=== Données de l'exercice ===

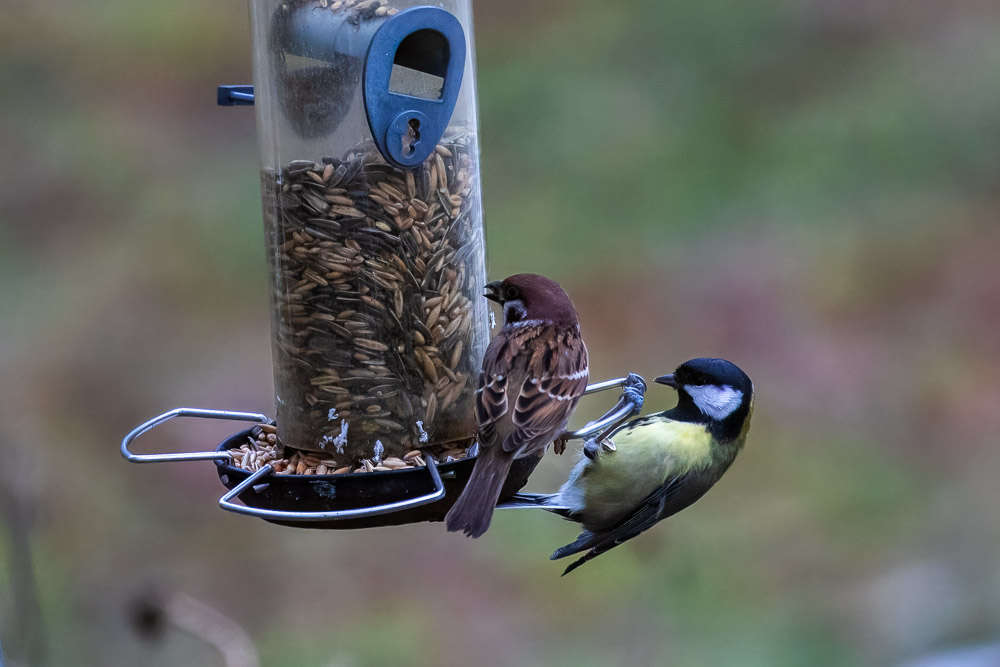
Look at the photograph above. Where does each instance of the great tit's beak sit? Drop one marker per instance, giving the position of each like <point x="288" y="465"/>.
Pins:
<point x="667" y="380"/>
<point x="494" y="292"/>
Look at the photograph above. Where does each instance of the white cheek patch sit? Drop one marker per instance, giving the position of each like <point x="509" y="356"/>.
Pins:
<point x="514" y="311"/>
<point x="715" y="401"/>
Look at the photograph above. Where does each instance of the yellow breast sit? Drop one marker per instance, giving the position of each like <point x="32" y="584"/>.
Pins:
<point x="645" y="456"/>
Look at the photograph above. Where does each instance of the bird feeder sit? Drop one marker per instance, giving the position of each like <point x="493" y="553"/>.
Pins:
<point x="367" y="125"/>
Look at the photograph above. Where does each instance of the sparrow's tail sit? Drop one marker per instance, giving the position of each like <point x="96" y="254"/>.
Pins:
<point x="546" y="501"/>
<point x="473" y="510"/>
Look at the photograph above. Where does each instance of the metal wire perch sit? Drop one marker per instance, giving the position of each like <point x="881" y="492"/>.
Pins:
<point x="629" y="403"/>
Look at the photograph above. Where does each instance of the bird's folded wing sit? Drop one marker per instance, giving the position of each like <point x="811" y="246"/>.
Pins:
<point x="491" y="403"/>
<point x="544" y="404"/>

===

Transformez l'ensemble des entrées en une liste numérotée, en omettant les lignes vides. Les images ne doivent pas figurer dans votre réponse.

1. Look at the photograph above. Where does each instance of the great tit's beak sit? Drop one marker per instance, giving the position of each like <point x="288" y="465"/>.
2. Pins:
3. <point x="667" y="380"/>
4. <point x="494" y="292"/>
5. Look at the photograph above. Where does each instance of the white cheek patch sit? Drop one marker per instance, giving the position of each like <point x="509" y="356"/>.
6. Pins:
7. <point x="514" y="311"/>
8. <point x="715" y="401"/>
9. Look at the photograph above. Where does each instance of the yellow breast sit? Drop one marker per instance, giving the position of each like <point x="32" y="584"/>.
10. Pins:
11. <point x="645" y="456"/>
12. Look at the photograph above. Where does each instance of the bird feeder sit? Drop one marker per instance, giving the position of each like <point x="493" y="553"/>.
13. Pins:
14. <point x="367" y="125"/>
15. Look at the photograph above. Where does each instance of the sparrow's tail sit? Drop one marker per instance, giving the position of each like <point x="96" y="254"/>.
16. Pins:
17. <point x="546" y="501"/>
18. <point x="473" y="510"/>
19. Look at the photograph above. Where does each instance of the metal wire perch sit? Drop one marker per instance, giving the position of each like <point x="881" y="492"/>.
20. Pins:
21. <point x="629" y="403"/>
22. Look at the photograph above. Where does each instance of the bird's folded wing sit? Drop one marker per instance, giving the position of each like <point x="811" y="246"/>.
23. Pins:
24. <point x="491" y="403"/>
25. <point x="544" y="404"/>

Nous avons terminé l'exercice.